> **Что нужно сделать**
(a) По очерку о гиляках объясните, почему бедняку было невыгодно продавать пушнину богатым сородичам. Уложитесь в одно–три предложения.
(b) Допишите следующую часть очерка о гиляках, начав сразу после его последнего предложения.

> **Исходный текст**
>>>
В заключение этого краткого очерка бросим беглый взгляд на прошедшую жизнь и на настоящее положение гиляков.

До заселения Амура русскими гиляки жили родами и хотя вели оседлую жизнь, как теперь, но, вследствие разных неблагоприятных условий, часто меняли место жительства. Жизнь их шла патриархально. Старший в роде был начальником, судьей и распорядителем над всем родом. Вследствие этого на его обязанности лежала защита своего рода как от других гиляцких родов, так и от пришлых врагов, какими были особенно маньчжуры. При взаимной вражде родов кровавая месть, но которой родственник за смерть своего ближнего обязан был платить врагу своему тою же самою монетою, — приводила иногда к уничтожению целых родов. С пришлыми врагами, которыми, но былинам, являются главным образом маньчжуры, нападавшие разбойническими шайками врасплох, гиляки разделывались оружием, а иногда и убегали от них, находя в бегстве единственное средство к спасению.

Экономическое положение гиляков в это время было еще более неприглядное, чем теперь. Бедность была поразительная. Старики, вспоминая об этом былом времени, с грустию говорят; «худо, худо тогда гиляк жил». И действительно, все, что тогда имел гиляк — это была рыба, которая служила единственным продуктом, поддерживавшим его существование. Звериный же промысел, который мог давать средства к удовлетворению насущных потребностей, находился в условиях далеко не благоприятных для гиляков. Сбыт пушнины тогда мог быть только двоякий: или богатым гилякам, или маньчжурам и китайцам; но тот и другой был одинаково невыгоден для бедняков. Отдавая пушнину своему сородичу, гиляк вынужден был отдавать ее за бесценок, потому что первый хорошо знал нужды последнего и пользовался его положением. Притом богатые гиляки имели обыкновение вперед задавать товар под пушнину, вследствие чего уже не стеснялись потом назначать за нее цену, какую угодно, и эксплуатировали бедняков, выжимая из них соки. Что же касается [280] до сбыта пушнины маньчжурам и китайцам, то он производился или на месте, куда являлись торговцы в летнее время на лодках и производили мену своего товара на меха, или сами гиляки вынуждены были отправляться в китайские города. В первом случае для гиляков была та невыгода, что приходилось ожидать, когда-то явятся их покупатели, а второй способ сбыта был возможен только для немногих и соединялся с значительными расходами. Прибывший в китайский город гиляк должен был дарить всех властей лучшими соболями и только тогда получал позволение вести торговлю. Случалось и так, что городские власти без согласия хозяина-гиляка отбирали лучших соболей и брали их себе, отдаривая за это только плохими рубашками. Кроме того, звериный промысел, как можно думать на основании рассказов гиляков, был невыгоден и потому, что в это время преимущественно маньчжуры делали нападения на гиляцкие деревни и грабили их. Во время звериного промысла шайки разбойников рыскали даже по лесам, разыскивая охотников, и, нападая на следы их, отбирали всю пушнину. По крайней мере, гиляки-старики рассказывают об этом своим детям, и эти рассказы, переходя от поколения к поколению, живут в устах гиляков. Таким образом, единственная отрасль промышленности — звериный промысел, который один только и мог давать гилякам средства к удовлетворению необходимых потребностей, находился в неблагоприятных, условиях и вследствие этого-то и была между ними страшная бедность.
<<<
> **Исходный материал**
>>>
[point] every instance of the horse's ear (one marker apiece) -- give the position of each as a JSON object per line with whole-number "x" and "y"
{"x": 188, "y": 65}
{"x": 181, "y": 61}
<<<
> **Ответы по порядку**
(a) Богатый гиляк хорошо знал нужды бедняка и пользовался его положением, поэтому брал пушнину за бесценок. Кроме того, богатые заранее давали товар в счёт будущей пушнины, а потом назначали за неё любую цену.

(b)
Со времени колонизации Амура русскими, гиляки сделались подданными России. Жизнь их теперь во многом изменилась, но все таки представляет картину далеко еще не отрадную. Прошло около 30 лет, как русские живут в соседстве с гиляками, но не видно, чтобы исторический закон, но которому слабый сильному подчиняется во всем, имел здесь полное приложение, — не видно, чтобы русские оказали на гиляков большое влияние. Если и сказалось влияние первых на последних, то влияние, к сожалению, такое, которого лучше было бы и не желать. Много фактов, рисующих отношения русских к гилякам, может собрать тот, кто вздумал бы записывать их со слов самих гиляков, — но только фактов, вопиющих о ненормальном отношении к ним колонизаторов. Мы здесь укажем только в общих чертах на то, что сделало и делается русскими для гиляков.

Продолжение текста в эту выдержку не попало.